→ WORK TO BE COMPLETED: Output the records from the line containing "Drop one point on every instance of the dining table" through the end of the records, inclusive, as a two-column CSV headed instruction and answer. Give one row per record, quote each field, replace line breaks with spaces, and omit the pictures.
-------------------------
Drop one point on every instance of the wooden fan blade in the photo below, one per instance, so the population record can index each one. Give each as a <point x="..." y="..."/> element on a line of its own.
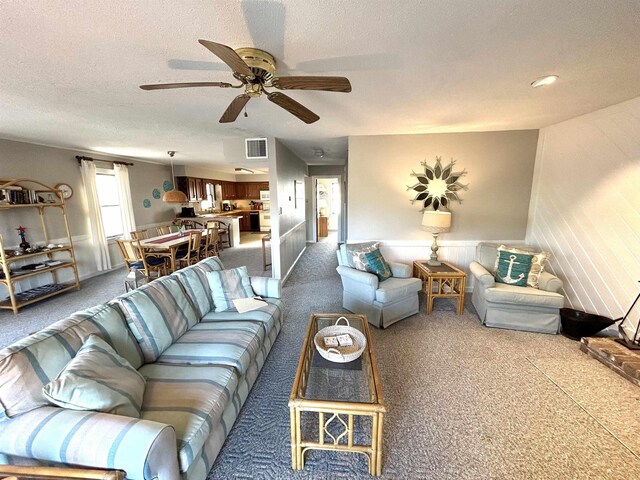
<point x="162" y="86"/>
<point x="234" y="108"/>
<point x="228" y="56"/>
<point x="293" y="107"/>
<point x="331" y="84"/>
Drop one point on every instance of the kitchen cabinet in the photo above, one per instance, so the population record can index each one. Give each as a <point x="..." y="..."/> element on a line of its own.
<point x="228" y="190"/>
<point x="241" y="190"/>
<point x="245" y="222"/>
<point x="250" y="190"/>
<point x="253" y="191"/>
<point x="192" y="187"/>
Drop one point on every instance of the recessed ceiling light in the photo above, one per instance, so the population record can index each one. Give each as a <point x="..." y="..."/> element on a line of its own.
<point x="542" y="81"/>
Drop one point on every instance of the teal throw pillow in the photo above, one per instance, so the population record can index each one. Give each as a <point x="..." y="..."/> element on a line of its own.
<point x="98" y="379"/>
<point x="376" y="264"/>
<point x="513" y="268"/>
<point x="228" y="285"/>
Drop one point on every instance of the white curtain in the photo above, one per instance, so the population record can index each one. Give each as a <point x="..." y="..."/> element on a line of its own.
<point x="124" y="193"/>
<point x="98" y="238"/>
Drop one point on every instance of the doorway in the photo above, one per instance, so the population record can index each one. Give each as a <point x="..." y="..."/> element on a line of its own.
<point x="328" y="208"/>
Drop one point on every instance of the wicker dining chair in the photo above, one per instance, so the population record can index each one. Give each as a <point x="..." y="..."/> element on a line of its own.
<point x="191" y="254"/>
<point x="140" y="234"/>
<point x="136" y="259"/>
<point x="211" y="242"/>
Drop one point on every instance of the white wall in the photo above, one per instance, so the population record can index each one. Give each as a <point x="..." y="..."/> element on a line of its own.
<point x="494" y="208"/>
<point x="288" y="225"/>
<point x="585" y="207"/>
<point x="55" y="165"/>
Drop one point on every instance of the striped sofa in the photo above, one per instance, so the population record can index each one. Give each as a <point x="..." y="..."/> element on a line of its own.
<point x="199" y="367"/>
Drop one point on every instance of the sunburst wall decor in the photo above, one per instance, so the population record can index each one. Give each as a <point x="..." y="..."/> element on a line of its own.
<point x="438" y="185"/>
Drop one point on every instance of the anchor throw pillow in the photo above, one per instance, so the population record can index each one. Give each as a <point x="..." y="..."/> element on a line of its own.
<point x="538" y="261"/>
<point x="513" y="268"/>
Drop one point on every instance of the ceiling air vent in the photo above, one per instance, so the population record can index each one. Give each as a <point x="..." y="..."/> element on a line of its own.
<point x="256" y="148"/>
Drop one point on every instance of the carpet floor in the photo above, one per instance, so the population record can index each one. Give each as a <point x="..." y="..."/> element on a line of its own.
<point x="103" y="288"/>
<point x="464" y="401"/>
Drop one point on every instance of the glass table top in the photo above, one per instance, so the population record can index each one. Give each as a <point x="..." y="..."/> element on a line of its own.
<point x="346" y="382"/>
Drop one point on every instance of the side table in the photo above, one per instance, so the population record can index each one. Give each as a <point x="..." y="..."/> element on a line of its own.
<point x="443" y="281"/>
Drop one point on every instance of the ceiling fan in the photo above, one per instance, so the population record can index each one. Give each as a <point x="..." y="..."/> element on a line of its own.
<point x="255" y="70"/>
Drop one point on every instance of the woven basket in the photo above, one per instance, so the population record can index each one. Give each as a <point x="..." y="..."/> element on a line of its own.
<point x="341" y="354"/>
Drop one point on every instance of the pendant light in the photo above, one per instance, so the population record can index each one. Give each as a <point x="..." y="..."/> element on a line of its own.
<point x="174" y="196"/>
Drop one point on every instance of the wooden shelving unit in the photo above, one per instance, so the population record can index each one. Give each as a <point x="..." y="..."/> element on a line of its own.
<point x="41" y="198"/>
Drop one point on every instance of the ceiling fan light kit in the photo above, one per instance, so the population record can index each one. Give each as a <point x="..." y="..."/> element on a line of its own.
<point x="255" y="69"/>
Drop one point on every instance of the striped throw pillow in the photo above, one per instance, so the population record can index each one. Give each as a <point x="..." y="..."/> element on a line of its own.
<point x="158" y="313"/>
<point x="228" y="285"/>
<point x="98" y="379"/>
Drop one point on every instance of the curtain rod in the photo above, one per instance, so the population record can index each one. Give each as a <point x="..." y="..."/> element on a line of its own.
<point x="80" y="158"/>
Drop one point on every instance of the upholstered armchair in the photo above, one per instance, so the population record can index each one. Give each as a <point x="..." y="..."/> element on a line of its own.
<point x="508" y="306"/>
<point x="384" y="303"/>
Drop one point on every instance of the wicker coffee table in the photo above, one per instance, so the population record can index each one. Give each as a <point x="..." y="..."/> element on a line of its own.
<point x="336" y="406"/>
<point x="443" y="281"/>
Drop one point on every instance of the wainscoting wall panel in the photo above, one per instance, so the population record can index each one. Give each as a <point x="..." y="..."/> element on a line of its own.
<point x="292" y="244"/>
<point x="458" y="252"/>
<point x="585" y="207"/>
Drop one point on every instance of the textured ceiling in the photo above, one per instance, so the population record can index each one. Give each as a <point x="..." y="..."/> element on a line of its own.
<point x="71" y="70"/>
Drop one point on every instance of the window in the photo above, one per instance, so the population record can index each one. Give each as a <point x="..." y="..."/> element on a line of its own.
<point x="107" y="189"/>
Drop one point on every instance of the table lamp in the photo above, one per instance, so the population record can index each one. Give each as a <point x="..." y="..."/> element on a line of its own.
<point x="435" y="222"/>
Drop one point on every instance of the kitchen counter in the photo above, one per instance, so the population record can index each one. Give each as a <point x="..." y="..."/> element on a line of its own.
<point x="239" y="212"/>
<point x="231" y="219"/>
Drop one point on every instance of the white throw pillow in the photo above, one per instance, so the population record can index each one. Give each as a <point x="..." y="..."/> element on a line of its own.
<point x="228" y="285"/>
<point x="98" y="379"/>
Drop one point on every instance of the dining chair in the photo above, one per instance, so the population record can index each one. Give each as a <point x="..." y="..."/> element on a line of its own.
<point x="225" y="237"/>
<point x="136" y="259"/>
<point x="191" y="254"/>
<point x="140" y="234"/>
<point x="166" y="229"/>
<point x="210" y="244"/>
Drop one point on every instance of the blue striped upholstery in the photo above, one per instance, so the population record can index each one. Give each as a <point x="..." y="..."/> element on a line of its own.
<point x="98" y="379"/>
<point x="29" y="364"/>
<point x="270" y="316"/>
<point x="55" y="434"/>
<point x="192" y="399"/>
<point x="228" y="285"/>
<point x="235" y="344"/>
<point x="210" y="264"/>
<point x="266" y="286"/>
<point x="158" y="314"/>
<point x="194" y="281"/>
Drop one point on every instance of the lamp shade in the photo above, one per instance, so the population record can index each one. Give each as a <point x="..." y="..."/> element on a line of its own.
<point x="174" y="196"/>
<point x="436" y="222"/>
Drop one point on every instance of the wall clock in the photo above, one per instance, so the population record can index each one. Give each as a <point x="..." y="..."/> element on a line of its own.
<point x="67" y="191"/>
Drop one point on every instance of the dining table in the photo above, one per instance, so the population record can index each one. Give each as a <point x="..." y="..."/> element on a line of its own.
<point x="168" y="243"/>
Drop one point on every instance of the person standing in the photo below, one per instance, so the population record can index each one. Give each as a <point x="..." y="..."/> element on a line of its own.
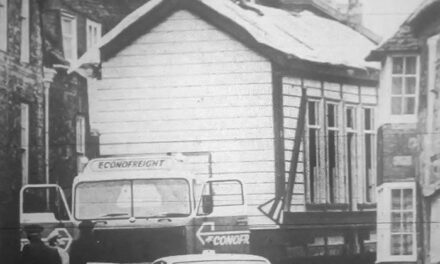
<point x="36" y="252"/>
<point x="84" y="248"/>
<point x="54" y="242"/>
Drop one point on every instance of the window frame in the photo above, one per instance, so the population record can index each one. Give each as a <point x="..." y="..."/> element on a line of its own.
<point x="338" y="128"/>
<point x="90" y="42"/>
<point x="372" y="133"/>
<point x="25" y="31"/>
<point x="73" y="36"/>
<point x="24" y="141"/>
<point x="313" y="196"/>
<point x="403" y="75"/>
<point x="4" y="25"/>
<point x="80" y="134"/>
<point x="352" y="181"/>
<point x="384" y="220"/>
-------------------------
→ OUTPUT FOR THIS EXERCISE:
instruction,answer
"Drop one point on every instance of the dining table in the photo above, one per instance, so the population record can index each one. Give each as a <point x=""..."" y=""...""/> element on a line of its own.","<point x=""168"" y=""243""/>"
"Drop one point on every instance of the person standing in the photo below, one per instance, so the population record can index each one. Give each as a <point x=""..."" y=""...""/> element on a line of its own.","<point x=""36"" y=""252""/> <point x=""84"" y=""248""/> <point x=""54"" y=""242""/>"
"Drop one point on every instance of the window frame in the photo above, one per instance, so the population record can index each one. Give each as a <point x=""..."" y=""...""/> element on a line of its own.","<point x=""338"" y=""128""/> <point x=""90"" y=""42""/> <point x=""372"" y=""133""/> <point x=""25"" y=""31""/> <point x=""73"" y=""36""/> <point x=""24"" y=""141""/> <point x=""313"" y=""196""/> <point x=""403"" y=""75""/> <point x=""4"" y=""25""/> <point x=""80"" y=""134""/> <point x=""352"" y=""181""/> <point x=""384"" y=""220""/>"